> What is asked
Please rewrite every line between the lines holding "For this exercise we mark the white gutter" and "[(254, 175), (58, 71)]", inclusive, and shift each answer coordinate up by 99. Leave all other text and numbers in that span unchanged.

> Exercise materials
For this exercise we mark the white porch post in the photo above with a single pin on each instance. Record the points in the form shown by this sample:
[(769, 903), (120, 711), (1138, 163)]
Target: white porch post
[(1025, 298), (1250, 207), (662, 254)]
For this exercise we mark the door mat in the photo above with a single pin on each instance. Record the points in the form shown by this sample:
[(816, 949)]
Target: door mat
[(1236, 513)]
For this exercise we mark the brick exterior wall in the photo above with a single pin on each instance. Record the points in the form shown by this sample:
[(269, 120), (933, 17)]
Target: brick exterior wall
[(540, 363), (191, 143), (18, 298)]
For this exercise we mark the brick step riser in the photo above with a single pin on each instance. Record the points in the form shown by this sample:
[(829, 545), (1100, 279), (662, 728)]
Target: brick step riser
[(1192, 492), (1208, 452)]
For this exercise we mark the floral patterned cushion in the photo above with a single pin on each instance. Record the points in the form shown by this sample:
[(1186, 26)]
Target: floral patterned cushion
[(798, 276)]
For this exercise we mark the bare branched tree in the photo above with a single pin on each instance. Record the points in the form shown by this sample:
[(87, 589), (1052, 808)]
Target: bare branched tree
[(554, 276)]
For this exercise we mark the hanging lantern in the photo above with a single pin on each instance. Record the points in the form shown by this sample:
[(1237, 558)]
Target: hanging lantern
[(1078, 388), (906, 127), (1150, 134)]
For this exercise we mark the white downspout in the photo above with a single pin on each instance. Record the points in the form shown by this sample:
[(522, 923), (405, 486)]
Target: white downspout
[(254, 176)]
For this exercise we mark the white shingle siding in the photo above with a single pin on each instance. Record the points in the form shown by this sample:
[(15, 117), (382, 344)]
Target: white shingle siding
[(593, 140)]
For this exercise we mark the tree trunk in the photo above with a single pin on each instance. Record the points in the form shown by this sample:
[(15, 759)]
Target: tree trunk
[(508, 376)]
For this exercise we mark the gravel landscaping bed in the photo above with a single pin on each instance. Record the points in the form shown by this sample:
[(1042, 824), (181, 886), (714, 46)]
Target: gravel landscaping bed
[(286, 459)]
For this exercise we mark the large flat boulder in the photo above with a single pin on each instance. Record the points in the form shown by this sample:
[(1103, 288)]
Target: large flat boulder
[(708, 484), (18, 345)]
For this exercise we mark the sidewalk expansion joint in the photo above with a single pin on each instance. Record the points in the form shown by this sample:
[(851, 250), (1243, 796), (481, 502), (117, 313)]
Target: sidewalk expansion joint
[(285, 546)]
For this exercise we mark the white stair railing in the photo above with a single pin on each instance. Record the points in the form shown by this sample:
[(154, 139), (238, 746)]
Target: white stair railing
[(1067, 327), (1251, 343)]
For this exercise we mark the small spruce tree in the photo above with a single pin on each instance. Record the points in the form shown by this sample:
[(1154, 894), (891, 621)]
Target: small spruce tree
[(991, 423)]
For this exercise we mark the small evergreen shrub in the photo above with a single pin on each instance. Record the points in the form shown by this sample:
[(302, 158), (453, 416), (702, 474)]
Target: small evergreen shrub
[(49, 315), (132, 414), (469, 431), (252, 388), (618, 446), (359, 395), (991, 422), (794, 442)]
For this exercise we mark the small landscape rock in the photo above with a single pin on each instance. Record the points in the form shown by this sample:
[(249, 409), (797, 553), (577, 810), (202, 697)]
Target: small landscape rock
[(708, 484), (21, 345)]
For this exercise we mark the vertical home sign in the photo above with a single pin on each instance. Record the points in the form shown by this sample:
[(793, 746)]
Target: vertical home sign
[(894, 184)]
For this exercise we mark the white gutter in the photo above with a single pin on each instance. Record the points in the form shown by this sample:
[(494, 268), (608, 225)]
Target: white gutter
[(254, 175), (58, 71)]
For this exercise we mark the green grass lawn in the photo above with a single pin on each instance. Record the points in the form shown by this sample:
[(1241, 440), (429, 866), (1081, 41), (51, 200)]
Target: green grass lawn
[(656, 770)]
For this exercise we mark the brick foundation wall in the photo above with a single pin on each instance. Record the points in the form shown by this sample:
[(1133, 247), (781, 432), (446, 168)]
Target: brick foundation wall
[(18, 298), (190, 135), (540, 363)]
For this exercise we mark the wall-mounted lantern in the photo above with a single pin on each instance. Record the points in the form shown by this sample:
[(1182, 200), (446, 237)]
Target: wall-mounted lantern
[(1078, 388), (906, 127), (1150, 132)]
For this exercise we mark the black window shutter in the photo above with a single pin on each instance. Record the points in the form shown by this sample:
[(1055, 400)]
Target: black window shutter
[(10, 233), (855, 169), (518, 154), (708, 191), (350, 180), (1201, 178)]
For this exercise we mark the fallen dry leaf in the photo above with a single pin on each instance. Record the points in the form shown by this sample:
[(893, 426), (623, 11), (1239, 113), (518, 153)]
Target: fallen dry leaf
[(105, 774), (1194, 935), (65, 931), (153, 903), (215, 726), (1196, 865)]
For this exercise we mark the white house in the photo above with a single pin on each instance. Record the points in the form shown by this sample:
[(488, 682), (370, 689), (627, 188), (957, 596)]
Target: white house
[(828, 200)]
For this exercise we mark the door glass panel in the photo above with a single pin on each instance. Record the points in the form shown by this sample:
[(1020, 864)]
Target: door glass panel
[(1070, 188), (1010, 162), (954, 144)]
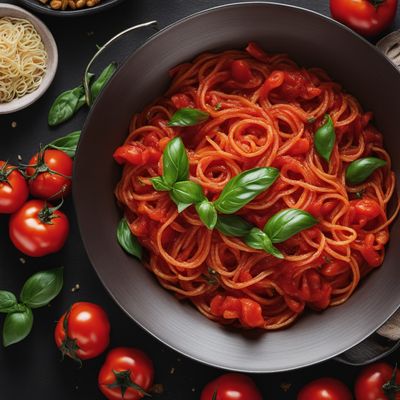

> Solution below
For this exercise we mark the white gutter in the photo above with a single pin on each instance. Record the points in the form shown by this sample:
[(494, 268), (608, 225)]
Target: white gutter
[(353, 274), (157, 170)]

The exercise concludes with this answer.